▶ Source records:

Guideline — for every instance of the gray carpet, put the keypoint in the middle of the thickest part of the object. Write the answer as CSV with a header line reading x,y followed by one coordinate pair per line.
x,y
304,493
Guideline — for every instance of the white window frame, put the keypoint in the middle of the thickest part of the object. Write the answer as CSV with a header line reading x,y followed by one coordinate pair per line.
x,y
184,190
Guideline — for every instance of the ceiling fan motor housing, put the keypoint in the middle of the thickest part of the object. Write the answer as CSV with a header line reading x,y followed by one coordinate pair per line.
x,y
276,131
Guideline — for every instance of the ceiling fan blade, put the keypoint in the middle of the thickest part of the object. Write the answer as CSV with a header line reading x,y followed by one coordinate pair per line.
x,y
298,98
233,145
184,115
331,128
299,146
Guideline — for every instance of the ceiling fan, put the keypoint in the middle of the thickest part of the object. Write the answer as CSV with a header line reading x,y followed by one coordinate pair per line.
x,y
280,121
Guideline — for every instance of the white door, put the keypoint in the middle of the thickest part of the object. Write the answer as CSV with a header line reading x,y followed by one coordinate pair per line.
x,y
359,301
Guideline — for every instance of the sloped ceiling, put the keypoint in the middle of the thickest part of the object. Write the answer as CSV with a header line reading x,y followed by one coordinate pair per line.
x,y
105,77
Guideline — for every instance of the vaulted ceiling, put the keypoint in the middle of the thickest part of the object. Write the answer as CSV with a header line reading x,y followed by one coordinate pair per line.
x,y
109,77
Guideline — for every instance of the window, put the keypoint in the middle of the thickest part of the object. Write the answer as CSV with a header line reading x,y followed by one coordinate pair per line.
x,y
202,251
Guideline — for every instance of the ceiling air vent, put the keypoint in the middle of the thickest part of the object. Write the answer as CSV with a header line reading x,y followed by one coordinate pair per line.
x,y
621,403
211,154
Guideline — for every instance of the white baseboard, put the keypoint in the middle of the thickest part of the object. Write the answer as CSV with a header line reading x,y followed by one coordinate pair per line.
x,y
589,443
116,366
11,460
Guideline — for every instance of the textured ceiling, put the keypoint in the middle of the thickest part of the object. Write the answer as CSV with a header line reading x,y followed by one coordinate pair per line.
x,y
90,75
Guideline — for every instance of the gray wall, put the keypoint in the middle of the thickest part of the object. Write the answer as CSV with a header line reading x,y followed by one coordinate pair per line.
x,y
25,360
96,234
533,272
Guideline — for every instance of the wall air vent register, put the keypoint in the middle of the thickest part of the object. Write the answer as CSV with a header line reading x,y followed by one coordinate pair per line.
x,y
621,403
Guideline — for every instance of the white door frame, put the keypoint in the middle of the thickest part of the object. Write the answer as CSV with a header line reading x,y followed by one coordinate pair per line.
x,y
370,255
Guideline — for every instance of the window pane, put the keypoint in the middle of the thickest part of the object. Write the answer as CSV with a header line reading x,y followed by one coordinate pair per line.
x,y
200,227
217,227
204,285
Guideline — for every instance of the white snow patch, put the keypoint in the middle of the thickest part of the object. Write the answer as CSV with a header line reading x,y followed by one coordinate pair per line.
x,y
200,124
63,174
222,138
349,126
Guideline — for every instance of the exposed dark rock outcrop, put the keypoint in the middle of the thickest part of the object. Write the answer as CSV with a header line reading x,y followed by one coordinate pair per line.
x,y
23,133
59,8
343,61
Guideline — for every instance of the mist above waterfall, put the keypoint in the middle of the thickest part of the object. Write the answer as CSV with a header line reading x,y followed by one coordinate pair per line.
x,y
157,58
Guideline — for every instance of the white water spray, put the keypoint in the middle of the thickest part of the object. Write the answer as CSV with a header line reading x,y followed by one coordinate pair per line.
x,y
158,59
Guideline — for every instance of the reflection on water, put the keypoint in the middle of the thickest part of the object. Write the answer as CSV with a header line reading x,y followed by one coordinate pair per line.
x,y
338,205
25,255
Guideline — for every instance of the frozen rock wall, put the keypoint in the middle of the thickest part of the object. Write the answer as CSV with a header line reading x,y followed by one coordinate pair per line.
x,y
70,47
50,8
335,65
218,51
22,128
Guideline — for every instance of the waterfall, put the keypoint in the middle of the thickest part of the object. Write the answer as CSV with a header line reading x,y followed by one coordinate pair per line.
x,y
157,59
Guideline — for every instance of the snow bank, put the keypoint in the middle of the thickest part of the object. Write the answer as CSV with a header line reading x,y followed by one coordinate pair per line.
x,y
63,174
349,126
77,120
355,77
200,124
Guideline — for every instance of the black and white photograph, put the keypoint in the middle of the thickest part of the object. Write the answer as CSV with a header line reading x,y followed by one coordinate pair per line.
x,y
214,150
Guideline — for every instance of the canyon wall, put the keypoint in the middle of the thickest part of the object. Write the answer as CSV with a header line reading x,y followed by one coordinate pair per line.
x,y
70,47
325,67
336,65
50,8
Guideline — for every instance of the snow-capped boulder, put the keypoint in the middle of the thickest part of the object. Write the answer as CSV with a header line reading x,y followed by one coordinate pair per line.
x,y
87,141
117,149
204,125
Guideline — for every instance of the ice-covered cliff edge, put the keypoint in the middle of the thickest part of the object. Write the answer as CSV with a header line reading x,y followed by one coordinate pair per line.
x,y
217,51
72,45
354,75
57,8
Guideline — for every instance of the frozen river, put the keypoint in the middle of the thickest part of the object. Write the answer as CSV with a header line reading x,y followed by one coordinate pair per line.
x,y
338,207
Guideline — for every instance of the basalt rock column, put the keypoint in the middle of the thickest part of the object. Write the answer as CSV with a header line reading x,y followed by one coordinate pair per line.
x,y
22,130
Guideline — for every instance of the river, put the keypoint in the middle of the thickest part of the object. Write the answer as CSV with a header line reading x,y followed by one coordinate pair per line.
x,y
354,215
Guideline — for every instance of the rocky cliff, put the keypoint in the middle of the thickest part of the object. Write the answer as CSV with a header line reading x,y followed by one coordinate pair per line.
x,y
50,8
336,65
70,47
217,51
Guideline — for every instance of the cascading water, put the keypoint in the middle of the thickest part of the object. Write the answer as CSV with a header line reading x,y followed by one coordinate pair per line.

▶ What is expected: Repeat the records exactly, including every line.

▶ Task response:
Guideline — for every instance of the gray carpet, put the keypoint in the middle of the thickest part of the object. Write the answer as CSV with a header line reading x,y followed by one coordinate pair per line.
x,y
304,493
Guideline — for every instance of the white window frame, put the keypoint in the middle of the thickest part of the object. Write the answer as CSV with a header line reading x,y followed by one coordinate pair per line.
x,y
184,190
Guideline — for every instance of the ceiling fan motor housing, put the keypoint in the middle of the thickest part of the object. Write the answer as CSV with a header line reading x,y followed by one coordinate pair per line.
x,y
276,131
Guideline — for every instance of the ceiling fan blade, put the keypoint in the middle of the thickest part of the object. Write the answer as CSV with a header line reading x,y followed by one coordinate pair per line.
x,y
298,98
233,145
184,115
331,128
299,146
Guideline — for every instance of the ceiling fan, put the keypoint in the middle of the thickest part of the object. Write the answer as CSV with a header line reading x,y followed by one coordinate pair per line.
x,y
280,121
Guideline — for every instance of the white door, put the keypoint in the middle of the thickest part of the object. Write the answer as CSV with a header line reading x,y followed by one coordinate pair per line.
x,y
359,301
Guideline — for every instance of the sloped ceiling, put the keypoint in the middle of the thickest part of the object. Write the answer as CSV with a header line reading x,y followed by one coordinate pair per line.
x,y
105,77
Guideline — for every instance of the vaulted ceiling, put the keypoint in the middle of the thickest part of the object. Write the answer as CSV with a header line reading x,y followed by one coordinate pair per line.
x,y
109,77
Guideline — for every instance of the window, put the keypoint in the middle of the thickest part of the object. Write the answer as CSV with a header line reading x,y followed by one coordinate pair per line.
x,y
202,251
Guideline — for every instance of the ceiling air vent, put the keypoint in the middle of the thickest part of the object. Write the answer as CSV with a header line reading x,y followed by one coordinate pair per line.
x,y
621,403
211,154
Guideline — for every instance of the white baseboard, put the keypoint in the middle of the thickest part of the object. Write the answer as CSV with a header line reading x,y followed by one coordinate pair per line.
x,y
589,443
116,366
11,460
Guideline — for every instance of the textured ceiling, put the keypoint in the middle of the thickest part of the object. Write the answer as CSV with a header line reading x,y followed by one coordinate pair per line.
x,y
90,75
Guideline — for every instance of the gray wall, put the keypoint in the middle of the thickest part of the object. Write the answer as CSV with a header line reading x,y followed by one coordinate pair per line.
x,y
25,360
96,234
533,272
Guideline — for every instance of the wall air vent register, put the keypoint in the middle of the thickest part of the object. Write the answer as CSV with a header line reading x,y followed by one coordinate pair per line.
x,y
621,403
Guideline — for every instance of the white door frame, put the keypoint in the middle of the thickest part of the object. Write the answer as CSV with a header line reading x,y followed by one coordinate pair per line.
x,y
370,255
Guideline — for every instance of the window pane, put the keypoint in the middle of the thickest part of the object. Write the answer as CSV with a header line reading x,y followed by one coordinate pair per line.
x,y
200,227
217,227
204,285
Guideline — for every instance of the white snow patch, put the keypoint in the middle of the thickest part of the object. Write the answer as CSV with a header line reading x,y followed by one coordinate pair per line.
x,y
200,124
63,174
222,138
349,126
Guideline — for every instance of the exposed dark rock outcrop, put the keypoint in the middle of the thickest part of the object. Write the answer as CSV with a header line reading x,y followed by one coordinate pair per line.
x,y
23,133
59,8
343,61
Guideline — for every instance of the mist above waterfall, put the keypoint in the middle of the thickest part of the object. Write the answer as CSV with a header line reading x,y followed by one coordinate pair per line.
x,y
157,58
Guideline — for every instance of the white water spray, put the keypoint in the middle of the thickest part of the object. Write the answer as CSV with a header line reading x,y followed by one coordinate pair per line.
x,y
158,59
Guideline — for every instance of the reflection on water, put the keypoint in the middle of the thickest part of the object. Write the answer as CSV with a header line reading x,y followed by one coordinate pair per line.
x,y
338,205
25,255
Guideline — for every instance of the frozen rock wall, put the keypoint in the middle of the thickest part of the object. Write the answer as CSV with a header line reading x,y followed by one coordinate pair per line.
x,y
70,47
50,8
335,65
218,51
22,128
Guideline — for every instance of the waterfall, put the keypoint in the middle of the thickest part of the object. Write the answer as CSV with a header line reading x,y followed by one coordinate pair per line.
x,y
157,59
Guideline — for every instance of the snow bank, put the keypoint in the middle of the thickest part of the object. Write the answer as CSV with a header line reading x,y followed by one coordinate pair per line.
x,y
63,174
349,126
77,120
355,77
200,124
Guideline — for every instance of the black and white photograph, put the keypoint in the middle of the thickest part of the object. Write the answer as CSV with a header line reading x,y followed by one coordinate pair per line.
x,y
214,150
Guideline — for every instance of the canyon wall, put the keypoint in the middle of the thickest part of the object. Write the answer as CSV with a header line reading x,y followed by one coordinate pair per line.
x,y
70,47
325,67
336,65
50,8
Guideline — for every instance of the snow-capped boulder, put the keypoint in the middle of the thickest part of the object. Write the answer as CSV with a header line reading x,y followed by one coordinate pair per line.
x,y
87,141
117,149
204,125
Guideline — for every instance of the ice-covered cliff edge, put the keypoint in the middle of the thickest part of the object. Write the answer as CSV with a header line reading x,y followed by one coordinate pair per line.
x,y
217,51
72,45
354,75
57,8
Guideline — for every instance of the frozen river, put the keypoint in the middle of the thickest part of the object. Write the answer as CSV with a header line reading x,y followed by one coordinate pair per line.
x,y
338,207
Guideline — for every instance of the basalt rock column, put the keypoint in the middle of the thickest part of the object. Write the answer as CSV with a header line reading x,y followed by one coordinate pair per line.
x,y
22,130
Guideline — for every instance of the river, put the keypoint in the middle of the thickest part of the object. Write the answer as CSV with a header line reading x,y followed by one coordinate pair per line.
x,y
354,215
Guideline — for every instance of the rocky cliff, put the keypoint in the middle of the thickest part of the object. Write the answer as CSV with a header line reading x,y followed by one coordinate pair per line.
x,y
50,8
336,65
70,47
217,51
Guideline — for every instance of the cascading water, put the keypoint in the middle of the thickest part of the object. Write the answer as CSV with a header line reading x,y followed by one coordinate pair per line.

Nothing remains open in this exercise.